(Your goal)
Word for word, retype every record in the listing.

(Exercise materials)
######

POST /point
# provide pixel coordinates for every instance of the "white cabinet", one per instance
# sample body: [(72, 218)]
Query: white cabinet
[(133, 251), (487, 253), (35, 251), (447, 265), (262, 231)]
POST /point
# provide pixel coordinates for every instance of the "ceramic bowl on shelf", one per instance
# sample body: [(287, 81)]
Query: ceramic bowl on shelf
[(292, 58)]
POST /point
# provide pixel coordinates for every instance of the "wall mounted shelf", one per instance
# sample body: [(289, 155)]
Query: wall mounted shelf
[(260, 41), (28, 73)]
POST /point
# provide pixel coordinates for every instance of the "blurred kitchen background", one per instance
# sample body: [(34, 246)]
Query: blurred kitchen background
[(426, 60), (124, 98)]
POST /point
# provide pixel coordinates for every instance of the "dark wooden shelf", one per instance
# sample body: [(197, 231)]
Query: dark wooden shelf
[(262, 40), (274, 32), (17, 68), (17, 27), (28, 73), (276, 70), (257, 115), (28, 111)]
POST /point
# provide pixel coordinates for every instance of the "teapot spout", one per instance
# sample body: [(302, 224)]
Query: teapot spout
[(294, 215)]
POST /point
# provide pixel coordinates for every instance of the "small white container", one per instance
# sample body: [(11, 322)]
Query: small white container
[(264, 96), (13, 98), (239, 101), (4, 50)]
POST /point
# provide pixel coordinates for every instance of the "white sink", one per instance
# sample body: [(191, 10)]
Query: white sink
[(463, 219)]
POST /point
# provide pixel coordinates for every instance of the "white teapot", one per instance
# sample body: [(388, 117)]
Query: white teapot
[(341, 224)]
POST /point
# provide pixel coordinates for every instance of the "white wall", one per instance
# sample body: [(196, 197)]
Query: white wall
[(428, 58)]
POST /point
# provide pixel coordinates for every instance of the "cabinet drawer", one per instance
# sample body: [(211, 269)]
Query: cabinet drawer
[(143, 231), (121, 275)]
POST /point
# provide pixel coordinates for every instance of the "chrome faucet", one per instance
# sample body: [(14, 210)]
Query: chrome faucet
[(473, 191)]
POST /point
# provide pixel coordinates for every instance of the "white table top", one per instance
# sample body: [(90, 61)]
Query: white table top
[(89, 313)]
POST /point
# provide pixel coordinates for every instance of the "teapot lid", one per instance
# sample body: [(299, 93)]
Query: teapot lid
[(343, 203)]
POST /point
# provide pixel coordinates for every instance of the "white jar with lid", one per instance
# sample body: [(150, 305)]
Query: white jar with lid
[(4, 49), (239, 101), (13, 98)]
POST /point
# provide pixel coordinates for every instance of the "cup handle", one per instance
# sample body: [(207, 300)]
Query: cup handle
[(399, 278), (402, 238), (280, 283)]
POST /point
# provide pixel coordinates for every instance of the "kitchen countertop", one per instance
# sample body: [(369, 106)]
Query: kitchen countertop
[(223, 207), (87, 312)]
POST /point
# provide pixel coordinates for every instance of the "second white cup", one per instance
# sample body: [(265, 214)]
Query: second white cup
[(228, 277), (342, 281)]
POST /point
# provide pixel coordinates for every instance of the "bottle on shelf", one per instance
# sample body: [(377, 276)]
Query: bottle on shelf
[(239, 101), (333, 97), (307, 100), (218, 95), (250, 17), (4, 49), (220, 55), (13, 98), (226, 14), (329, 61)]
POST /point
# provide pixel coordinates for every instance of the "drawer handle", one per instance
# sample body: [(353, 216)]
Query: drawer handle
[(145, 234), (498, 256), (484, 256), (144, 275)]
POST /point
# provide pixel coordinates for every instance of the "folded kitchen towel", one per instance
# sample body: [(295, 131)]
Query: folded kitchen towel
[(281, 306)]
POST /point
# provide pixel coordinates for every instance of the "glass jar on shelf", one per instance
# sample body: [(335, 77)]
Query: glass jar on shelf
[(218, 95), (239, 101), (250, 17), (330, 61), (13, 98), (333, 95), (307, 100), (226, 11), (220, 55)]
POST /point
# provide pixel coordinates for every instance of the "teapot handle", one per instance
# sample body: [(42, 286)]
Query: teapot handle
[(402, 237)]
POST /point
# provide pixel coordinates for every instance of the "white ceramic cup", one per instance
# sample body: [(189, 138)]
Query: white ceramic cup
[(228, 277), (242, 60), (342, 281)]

######

(Solution to the exercise)
POST /point
# provide pixel coordinates for every instance of the "white cabinet", one per instance
# sample body: [(72, 218)]
Query: white cabinet
[(133, 251), (487, 253), (35, 251), (447, 265), (262, 231)]
POST /point
# provide pixel coordinates for every instance of the "ceramic bowl on shelf", one per instance
# sample body: [(287, 81)]
Query: ceramic bowl on shelf
[(292, 58)]
POST /point
# provide pixel coordinates for every instance of the "wall mounted shelf", one per instance
# sample body: [(289, 155)]
Query: wall mounted shelf
[(260, 41), (28, 73)]
POST /point
# provide pixel coordinates for every instance of the "blurred kitchen background", one per instance
# sample body: [(34, 246)]
Query: blurred kitchen background
[(426, 60), (124, 98)]
POST /point
# provide pixel coordinates for every instance of the "dark wooden shelf", one per instance
# sample body: [(197, 231)]
Query: dark wooden shelf
[(262, 40), (274, 32), (17, 68), (17, 27), (28, 73), (276, 70), (257, 115), (28, 111)]
POST /point
# provide pixel coordinates for every instance of the "teapot spout", one per instance
# sample body: [(302, 224)]
Query: teapot spout
[(294, 215)]
POST /point
# provide pixel coordinates for every instance of the "small white container", one per instance
# sample body: [(11, 322)]
Query: small white container
[(264, 96), (13, 98), (239, 101), (4, 50)]
POST /point
# provide pixel coordinates for every instance of the "white sink", one per instance
# sample body: [(191, 10)]
Query: white sink
[(463, 219)]
POST /point
# provide pixel coordinates for every instance of the "white teapot", one per instance
# sample body: [(388, 117)]
Query: white teapot
[(341, 224)]
POST /point
# provide pixel coordinates for every instance of the "white wall", one per instance
# sample body: [(196, 197)]
Query: white wall
[(428, 58)]
POST /point
# provide pixel coordinates for every instance of the "cabinet drawer", one per instance
# sample body: [(211, 269)]
Query: cabinet drawer
[(143, 231), (121, 275)]
POST /point
# provide pixel coordinates for every instance of the "chrome faucet", one per instance
# sample body: [(14, 210)]
Query: chrome faucet
[(473, 191)]
POST /point
# provide pixel coordinates for every instance of the "white table top", one per instance
# sample body: [(90, 61)]
Query: white table top
[(89, 313)]
POST /point
# provide pixel coordinates for every instance of the "teapot lid", one per instance
# sample body: [(299, 93)]
Query: teapot lid
[(343, 203)]
POST /point
# provide pixel coordinates for every instance of the "white jar with lid", one per instance
# sample body: [(150, 305)]
Query: white jar with lid
[(4, 49), (239, 101), (13, 98)]
POST /point
# provide pixel coordinates for every instance of the "cup handle", one per instance
# sample body: [(207, 300)]
Query: cup handle
[(399, 278), (402, 238), (280, 283)]
POST /point
# provide pixel coordinates for every instance of the "kitchen countertop", one per instance
# sample body: [(369, 106)]
Query: kitchen countertop
[(223, 207), (87, 312)]
POST /point
# provide pixel coordinates for every instance of the "second white cup", one per instance
# sample body: [(265, 214)]
Query: second white cup
[(228, 277), (342, 281)]
POST /point
# provide pixel coordinates for every instance of the "bottle on shelf", one per instance
# sample body: [(377, 276)]
Query: bottle on shelf
[(239, 101), (333, 97), (307, 100), (218, 95), (250, 17), (4, 49), (220, 55), (13, 98), (226, 14), (329, 61)]
POST /point
# provide pixel coordinates for every instance of the "drawer handle", one per instance
# sample body: [(353, 216)]
Query: drawer handle
[(145, 234), (498, 256), (484, 256), (144, 275)]
POST /point
# provide pixel coordinates for every instance of the "folded kitchen towel", one per instance
# sample body: [(295, 131)]
Query: folded kitchen towel
[(281, 306)]
POST /point
# provide pixel coordinates for every instance of the "glass jar on shelf", one per instance
# sample body: [(335, 77)]
Query: glass jar on shelf
[(218, 95), (239, 101), (250, 17), (330, 61), (13, 98), (333, 95), (307, 100), (226, 11), (220, 55)]
POST /point
# provide pixel coordinates for every instance of the "teapot handle", one per instance
# sample body: [(42, 286)]
Query: teapot handle
[(402, 237)]
POST /point
# provide pixel coordinates for every instance of the "white ceramic cup", one per instance
# sample body: [(189, 138)]
Query: white ceramic cup
[(228, 277), (242, 60), (342, 281)]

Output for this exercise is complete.